Point-per-instance localization data:
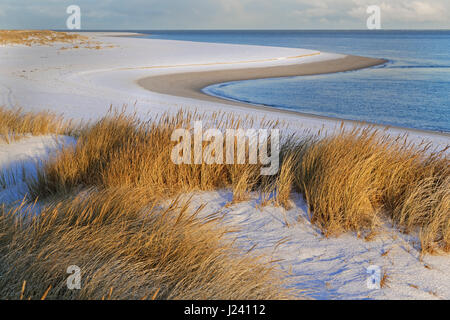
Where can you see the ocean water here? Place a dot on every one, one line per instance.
(411, 90)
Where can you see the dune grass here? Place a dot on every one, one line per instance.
(121, 150)
(101, 208)
(353, 180)
(41, 37)
(126, 248)
(48, 38)
(16, 124)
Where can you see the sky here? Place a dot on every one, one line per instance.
(224, 14)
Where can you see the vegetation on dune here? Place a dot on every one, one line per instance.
(102, 206)
(355, 179)
(352, 179)
(47, 37)
(126, 248)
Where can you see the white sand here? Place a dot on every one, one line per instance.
(82, 83)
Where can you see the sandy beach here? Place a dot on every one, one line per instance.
(190, 84)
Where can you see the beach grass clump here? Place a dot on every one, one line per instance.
(354, 179)
(121, 150)
(16, 124)
(49, 38)
(40, 37)
(126, 247)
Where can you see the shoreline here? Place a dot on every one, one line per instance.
(191, 85)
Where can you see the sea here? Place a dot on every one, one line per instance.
(411, 90)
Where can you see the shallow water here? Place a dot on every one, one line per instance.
(412, 90)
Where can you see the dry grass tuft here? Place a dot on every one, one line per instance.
(16, 124)
(354, 178)
(46, 37)
(126, 248)
(121, 150)
(351, 180)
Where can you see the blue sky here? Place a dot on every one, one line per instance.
(225, 14)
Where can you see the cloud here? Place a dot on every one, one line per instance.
(225, 14)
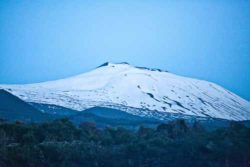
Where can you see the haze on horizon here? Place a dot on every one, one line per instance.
(48, 40)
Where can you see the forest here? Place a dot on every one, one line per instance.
(60, 143)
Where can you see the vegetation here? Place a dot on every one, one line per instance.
(174, 144)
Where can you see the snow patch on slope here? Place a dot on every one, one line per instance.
(152, 89)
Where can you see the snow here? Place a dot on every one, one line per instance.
(125, 85)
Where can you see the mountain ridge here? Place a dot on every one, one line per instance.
(122, 84)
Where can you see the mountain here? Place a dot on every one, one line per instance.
(12, 108)
(139, 91)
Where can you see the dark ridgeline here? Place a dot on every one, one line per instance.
(174, 144)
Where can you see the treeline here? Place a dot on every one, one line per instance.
(174, 144)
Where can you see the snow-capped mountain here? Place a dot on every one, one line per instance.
(129, 88)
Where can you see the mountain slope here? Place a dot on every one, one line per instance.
(126, 87)
(13, 108)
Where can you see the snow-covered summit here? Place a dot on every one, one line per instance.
(121, 84)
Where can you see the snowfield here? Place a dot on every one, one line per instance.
(116, 85)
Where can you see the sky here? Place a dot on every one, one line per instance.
(51, 39)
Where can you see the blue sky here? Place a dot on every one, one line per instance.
(46, 40)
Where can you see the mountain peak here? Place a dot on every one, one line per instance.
(109, 63)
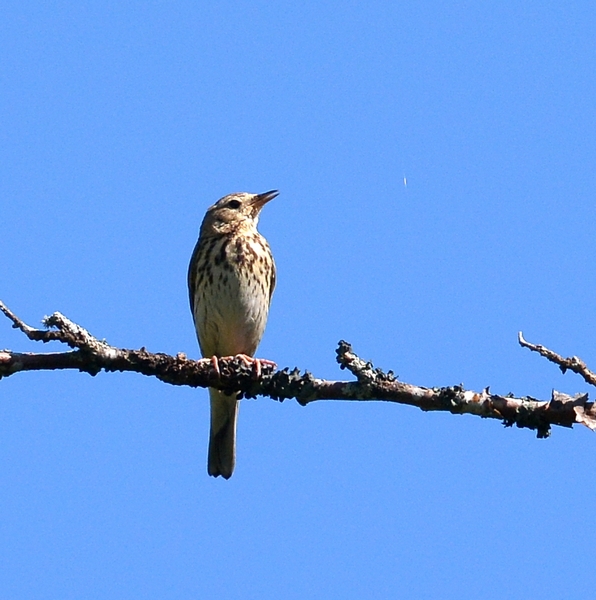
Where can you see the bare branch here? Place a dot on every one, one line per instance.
(91, 355)
(574, 363)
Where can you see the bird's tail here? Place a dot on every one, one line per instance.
(222, 437)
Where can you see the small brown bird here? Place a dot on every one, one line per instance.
(231, 278)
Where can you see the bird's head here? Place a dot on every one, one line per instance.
(234, 211)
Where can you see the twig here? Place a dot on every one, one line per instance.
(91, 355)
(574, 363)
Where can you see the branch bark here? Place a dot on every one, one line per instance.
(232, 374)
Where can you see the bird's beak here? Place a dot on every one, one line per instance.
(261, 199)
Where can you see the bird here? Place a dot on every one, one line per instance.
(231, 278)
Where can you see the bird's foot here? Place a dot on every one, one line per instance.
(256, 363)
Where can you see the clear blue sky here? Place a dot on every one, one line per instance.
(122, 121)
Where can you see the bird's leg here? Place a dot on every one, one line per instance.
(215, 365)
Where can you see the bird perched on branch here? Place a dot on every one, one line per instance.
(231, 278)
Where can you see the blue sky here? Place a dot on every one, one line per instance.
(122, 122)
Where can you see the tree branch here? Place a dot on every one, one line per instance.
(91, 355)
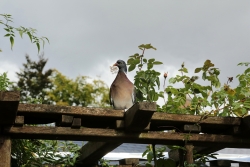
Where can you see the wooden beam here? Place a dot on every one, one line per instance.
(76, 124)
(173, 118)
(192, 128)
(111, 135)
(51, 113)
(65, 120)
(220, 163)
(120, 124)
(68, 110)
(94, 151)
(189, 153)
(9, 101)
(5, 151)
(129, 161)
(19, 121)
(139, 115)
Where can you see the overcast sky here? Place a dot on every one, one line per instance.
(86, 37)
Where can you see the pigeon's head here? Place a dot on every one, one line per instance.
(121, 65)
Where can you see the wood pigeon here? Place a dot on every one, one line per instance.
(122, 91)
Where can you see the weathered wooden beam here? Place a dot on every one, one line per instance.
(120, 124)
(68, 110)
(94, 151)
(65, 120)
(189, 153)
(76, 124)
(192, 128)
(19, 121)
(174, 118)
(5, 151)
(51, 113)
(139, 115)
(111, 135)
(129, 161)
(220, 163)
(9, 101)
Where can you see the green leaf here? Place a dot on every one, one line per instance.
(150, 66)
(151, 60)
(143, 90)
(157, 63)
(46, 39)
(150, 156)
(130, 61)
(11, 42)
(204, 75)
(185, 70)
(38, 47)
(30, 36)
(21, 33)
(7, 35)
(172, 80)
(6, 29)
(197, 70)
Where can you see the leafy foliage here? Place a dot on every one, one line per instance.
(145, 81)
(161, 161)
(30, 32)
(40, 152)
(4, 82)
(33, 80)
(210, 99)
(79, 92)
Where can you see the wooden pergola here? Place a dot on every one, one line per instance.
(106, 129)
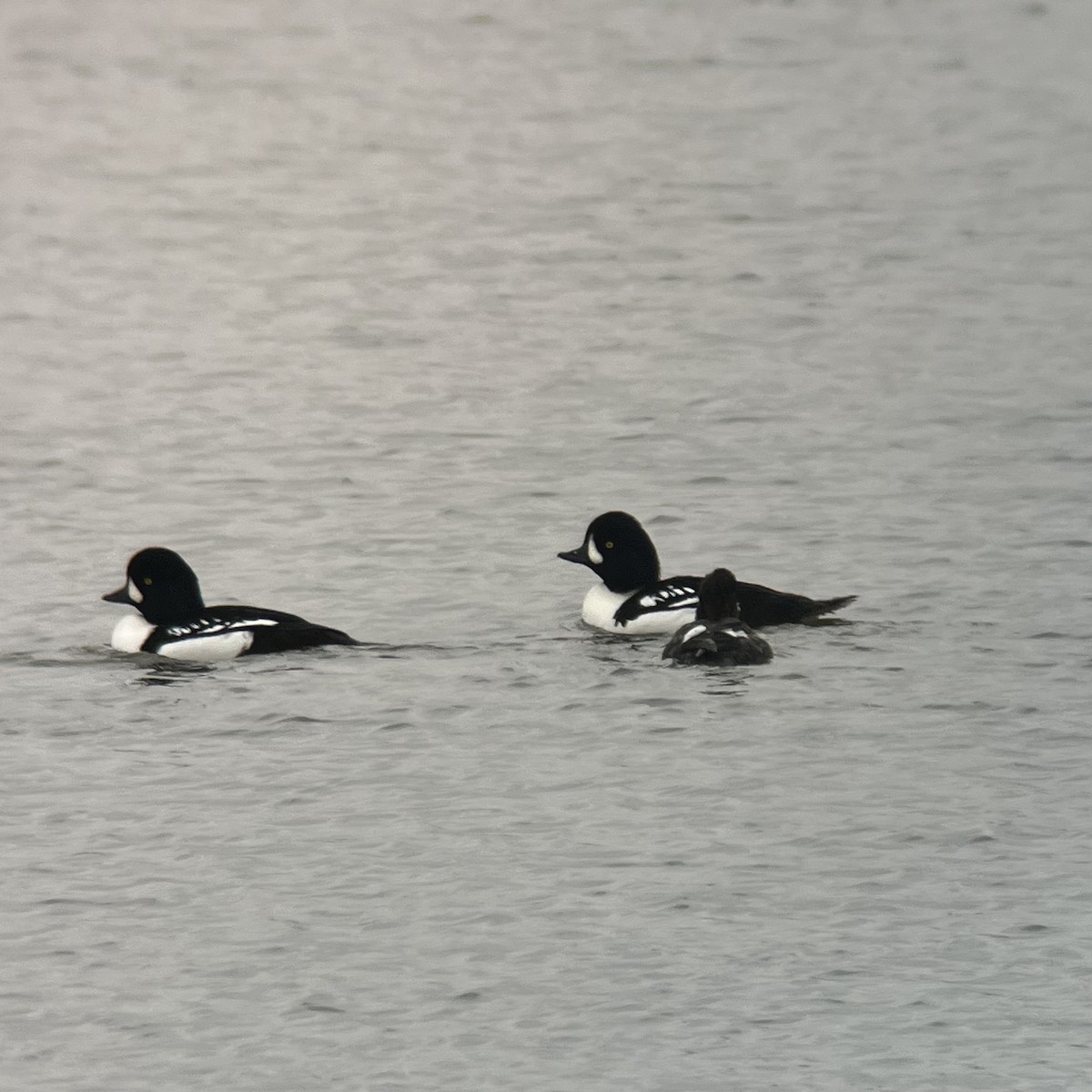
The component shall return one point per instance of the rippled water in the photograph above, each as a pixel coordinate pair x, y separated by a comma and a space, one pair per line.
367, 310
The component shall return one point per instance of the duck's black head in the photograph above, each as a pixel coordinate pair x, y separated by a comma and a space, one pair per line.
620, 551
718, 596
161, 585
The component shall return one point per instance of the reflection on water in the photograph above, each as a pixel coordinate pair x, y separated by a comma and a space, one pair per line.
369, 309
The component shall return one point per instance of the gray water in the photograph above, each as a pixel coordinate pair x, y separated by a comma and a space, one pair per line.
367, 309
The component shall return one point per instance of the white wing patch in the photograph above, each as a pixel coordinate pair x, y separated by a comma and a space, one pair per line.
205, 627
672, 596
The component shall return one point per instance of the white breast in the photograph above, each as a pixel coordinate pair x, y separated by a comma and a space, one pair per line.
130, 633
601, 604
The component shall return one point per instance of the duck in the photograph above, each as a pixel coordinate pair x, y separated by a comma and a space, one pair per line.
174, 622
718, 636
632, 598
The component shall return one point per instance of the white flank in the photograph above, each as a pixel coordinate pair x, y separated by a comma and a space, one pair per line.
207, 650
601, 604
130, 633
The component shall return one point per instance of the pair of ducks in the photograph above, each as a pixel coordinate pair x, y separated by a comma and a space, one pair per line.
713, 615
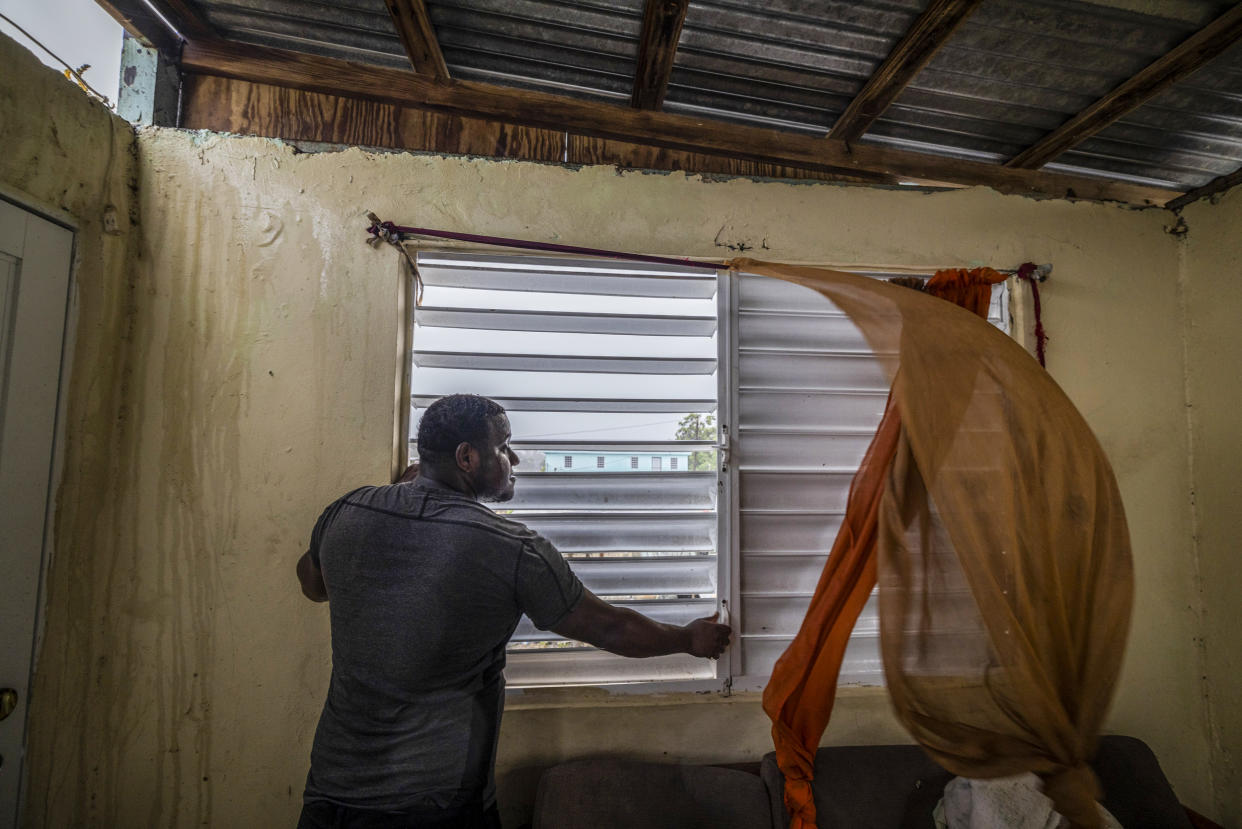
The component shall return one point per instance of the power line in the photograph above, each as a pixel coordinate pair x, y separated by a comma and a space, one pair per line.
68, 68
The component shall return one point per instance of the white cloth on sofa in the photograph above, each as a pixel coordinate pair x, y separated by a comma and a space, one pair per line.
1001, 803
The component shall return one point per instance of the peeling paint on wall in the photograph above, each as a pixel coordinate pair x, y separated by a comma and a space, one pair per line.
236, 353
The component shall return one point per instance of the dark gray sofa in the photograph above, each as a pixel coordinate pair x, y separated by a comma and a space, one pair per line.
856, 787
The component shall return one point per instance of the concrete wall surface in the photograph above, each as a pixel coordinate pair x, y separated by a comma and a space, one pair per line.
67, 157
245, 378
1212, 279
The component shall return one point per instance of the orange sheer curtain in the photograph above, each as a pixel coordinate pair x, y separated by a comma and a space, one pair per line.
983, 482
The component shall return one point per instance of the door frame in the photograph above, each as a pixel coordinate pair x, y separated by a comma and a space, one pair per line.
68, 342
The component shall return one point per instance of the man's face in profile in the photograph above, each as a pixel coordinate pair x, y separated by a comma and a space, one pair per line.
494, 480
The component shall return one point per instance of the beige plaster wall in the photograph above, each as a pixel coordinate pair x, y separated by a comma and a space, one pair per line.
262, 354
70, 158
1214, 300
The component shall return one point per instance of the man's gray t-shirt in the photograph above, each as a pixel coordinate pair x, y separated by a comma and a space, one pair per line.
425, 587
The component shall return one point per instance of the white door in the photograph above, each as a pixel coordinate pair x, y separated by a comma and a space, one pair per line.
35, 257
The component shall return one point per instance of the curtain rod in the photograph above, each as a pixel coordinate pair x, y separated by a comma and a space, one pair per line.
386, 231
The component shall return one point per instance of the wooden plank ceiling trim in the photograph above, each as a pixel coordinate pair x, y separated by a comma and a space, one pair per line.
657, 47
138, 19
419, 37
1190, 55
924, 39
333, 76
142, 24
1219, 184
226, 105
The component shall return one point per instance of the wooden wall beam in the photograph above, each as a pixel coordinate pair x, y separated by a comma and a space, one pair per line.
419, 37
924, 39
1190, 55
1220, 184
489, 102
657, 47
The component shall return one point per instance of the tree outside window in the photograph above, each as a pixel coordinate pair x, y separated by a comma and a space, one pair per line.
698, 426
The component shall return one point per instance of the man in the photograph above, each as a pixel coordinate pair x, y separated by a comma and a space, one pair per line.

--- INSTRUCTIONS FOR THE TASK ---
Lines from the one holding "the wooden plank" to the last line of the records: return these exactly, and only these.

--- SOLUTION TO THIS TASK ---
The component shall return one point per instance of the wooden plank ceiling trim in the photograph above, each as a pixel coordinate pair x, y separated by a comma and a space, one pair per line.
657, 47
138, 19
419, 37
1190, 55
924, 39
333, 76
142, 24
1219, 184
226, 105
The component shall return one point per instance of the wooden wall beam in the photograph above, each as a pixel coordinate pair x, y separated by a comma and a space, one pair per line.
419, 37
924, 39
1190, 55
1220, 184
489, 102
657, 47
The component shall return one point per instance of the tree outside window in the photograph above, each as a pixel coordinate pair x, y separated by a comma and a space, one pair per line.
698, 426
The component shall return one point per instance of the man in the photograph above, each as a pixel coordinate pair x, y separated by a comma and a space, one pair per line.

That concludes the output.